Task to carry out:
Work out how many lines of the listing hold "below" and return that number by itself.

Entries provided:
........
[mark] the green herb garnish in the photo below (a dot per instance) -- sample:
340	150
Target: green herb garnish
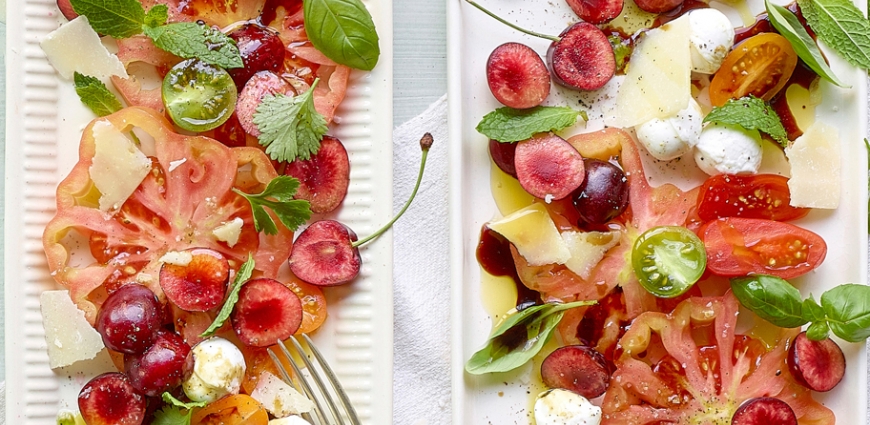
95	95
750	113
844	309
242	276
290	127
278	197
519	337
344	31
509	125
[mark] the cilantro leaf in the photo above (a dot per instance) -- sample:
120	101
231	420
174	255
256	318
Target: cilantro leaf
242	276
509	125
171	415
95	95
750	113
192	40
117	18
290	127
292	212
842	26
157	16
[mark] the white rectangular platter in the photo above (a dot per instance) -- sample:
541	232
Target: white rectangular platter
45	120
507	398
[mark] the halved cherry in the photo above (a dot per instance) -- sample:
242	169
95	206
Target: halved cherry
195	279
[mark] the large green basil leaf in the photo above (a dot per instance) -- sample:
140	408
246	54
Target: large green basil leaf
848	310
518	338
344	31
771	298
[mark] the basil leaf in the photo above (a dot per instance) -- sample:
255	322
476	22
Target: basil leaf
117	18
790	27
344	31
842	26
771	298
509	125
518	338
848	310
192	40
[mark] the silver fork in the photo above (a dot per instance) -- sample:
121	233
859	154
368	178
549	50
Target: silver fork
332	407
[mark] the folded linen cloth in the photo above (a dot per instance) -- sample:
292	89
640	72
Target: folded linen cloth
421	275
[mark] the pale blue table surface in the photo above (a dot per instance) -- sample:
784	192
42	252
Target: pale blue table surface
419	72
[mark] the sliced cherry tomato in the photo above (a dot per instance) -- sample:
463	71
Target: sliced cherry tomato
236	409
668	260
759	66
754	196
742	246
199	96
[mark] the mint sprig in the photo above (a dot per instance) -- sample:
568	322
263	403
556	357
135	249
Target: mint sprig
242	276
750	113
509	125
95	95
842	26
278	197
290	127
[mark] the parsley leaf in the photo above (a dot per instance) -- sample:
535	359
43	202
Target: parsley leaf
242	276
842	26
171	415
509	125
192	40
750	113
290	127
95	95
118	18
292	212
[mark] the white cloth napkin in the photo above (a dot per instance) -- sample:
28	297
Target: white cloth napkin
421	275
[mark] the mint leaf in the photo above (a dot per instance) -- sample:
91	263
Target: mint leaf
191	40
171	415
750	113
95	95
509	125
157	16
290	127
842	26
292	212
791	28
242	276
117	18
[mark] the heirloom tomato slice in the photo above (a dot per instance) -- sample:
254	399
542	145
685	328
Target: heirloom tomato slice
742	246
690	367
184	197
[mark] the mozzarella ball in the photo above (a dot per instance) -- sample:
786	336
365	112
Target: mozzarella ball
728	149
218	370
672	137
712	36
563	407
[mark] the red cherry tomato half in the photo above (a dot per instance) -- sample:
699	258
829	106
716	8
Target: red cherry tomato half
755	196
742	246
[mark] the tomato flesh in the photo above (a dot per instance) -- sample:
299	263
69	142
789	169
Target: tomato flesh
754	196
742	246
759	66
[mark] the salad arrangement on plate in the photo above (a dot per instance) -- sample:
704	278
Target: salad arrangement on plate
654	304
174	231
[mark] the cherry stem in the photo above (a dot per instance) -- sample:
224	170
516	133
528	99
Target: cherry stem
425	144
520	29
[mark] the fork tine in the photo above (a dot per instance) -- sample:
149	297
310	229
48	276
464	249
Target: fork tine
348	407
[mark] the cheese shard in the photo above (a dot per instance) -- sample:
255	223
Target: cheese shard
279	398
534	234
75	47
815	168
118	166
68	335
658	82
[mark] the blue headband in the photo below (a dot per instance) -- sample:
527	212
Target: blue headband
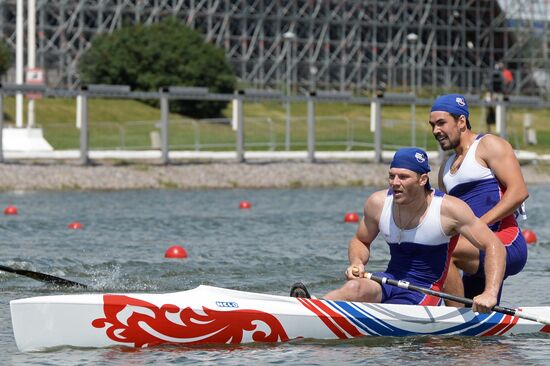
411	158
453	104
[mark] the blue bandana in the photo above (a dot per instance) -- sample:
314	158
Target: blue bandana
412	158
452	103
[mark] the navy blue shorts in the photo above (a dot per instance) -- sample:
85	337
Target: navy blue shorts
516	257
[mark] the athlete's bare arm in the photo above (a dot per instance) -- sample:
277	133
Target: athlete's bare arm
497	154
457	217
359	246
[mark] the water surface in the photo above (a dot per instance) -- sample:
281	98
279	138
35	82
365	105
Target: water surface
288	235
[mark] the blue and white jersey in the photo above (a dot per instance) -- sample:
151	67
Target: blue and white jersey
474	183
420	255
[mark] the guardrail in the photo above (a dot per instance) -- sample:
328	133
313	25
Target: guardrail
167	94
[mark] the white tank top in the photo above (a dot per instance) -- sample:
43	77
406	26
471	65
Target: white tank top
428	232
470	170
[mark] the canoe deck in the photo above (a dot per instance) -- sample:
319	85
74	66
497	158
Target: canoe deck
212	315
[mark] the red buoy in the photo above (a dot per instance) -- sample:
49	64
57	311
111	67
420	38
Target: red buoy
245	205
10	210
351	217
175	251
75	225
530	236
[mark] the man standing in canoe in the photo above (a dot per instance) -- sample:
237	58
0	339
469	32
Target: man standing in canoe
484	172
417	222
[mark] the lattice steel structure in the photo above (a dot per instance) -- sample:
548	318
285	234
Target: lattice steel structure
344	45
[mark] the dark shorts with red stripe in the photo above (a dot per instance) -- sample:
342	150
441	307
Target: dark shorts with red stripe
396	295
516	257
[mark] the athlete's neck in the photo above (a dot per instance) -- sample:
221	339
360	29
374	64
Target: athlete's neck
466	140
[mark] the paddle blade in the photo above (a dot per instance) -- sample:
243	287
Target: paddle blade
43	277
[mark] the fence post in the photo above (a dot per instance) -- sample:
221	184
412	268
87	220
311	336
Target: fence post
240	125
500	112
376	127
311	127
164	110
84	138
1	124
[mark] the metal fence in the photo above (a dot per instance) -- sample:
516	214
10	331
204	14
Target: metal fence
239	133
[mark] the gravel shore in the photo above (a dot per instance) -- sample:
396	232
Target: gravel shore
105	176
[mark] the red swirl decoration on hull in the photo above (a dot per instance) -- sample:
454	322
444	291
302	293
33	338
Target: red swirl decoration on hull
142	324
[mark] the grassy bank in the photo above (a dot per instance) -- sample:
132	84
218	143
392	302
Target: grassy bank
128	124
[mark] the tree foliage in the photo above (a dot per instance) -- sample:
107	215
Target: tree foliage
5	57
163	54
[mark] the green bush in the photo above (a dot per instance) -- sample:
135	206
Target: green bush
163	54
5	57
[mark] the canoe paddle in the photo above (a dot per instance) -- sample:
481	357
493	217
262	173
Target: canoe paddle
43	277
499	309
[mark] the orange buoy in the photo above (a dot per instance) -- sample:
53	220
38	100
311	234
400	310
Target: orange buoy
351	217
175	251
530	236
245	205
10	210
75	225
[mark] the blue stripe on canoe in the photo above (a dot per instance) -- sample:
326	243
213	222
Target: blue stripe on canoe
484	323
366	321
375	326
........
The completed task:
2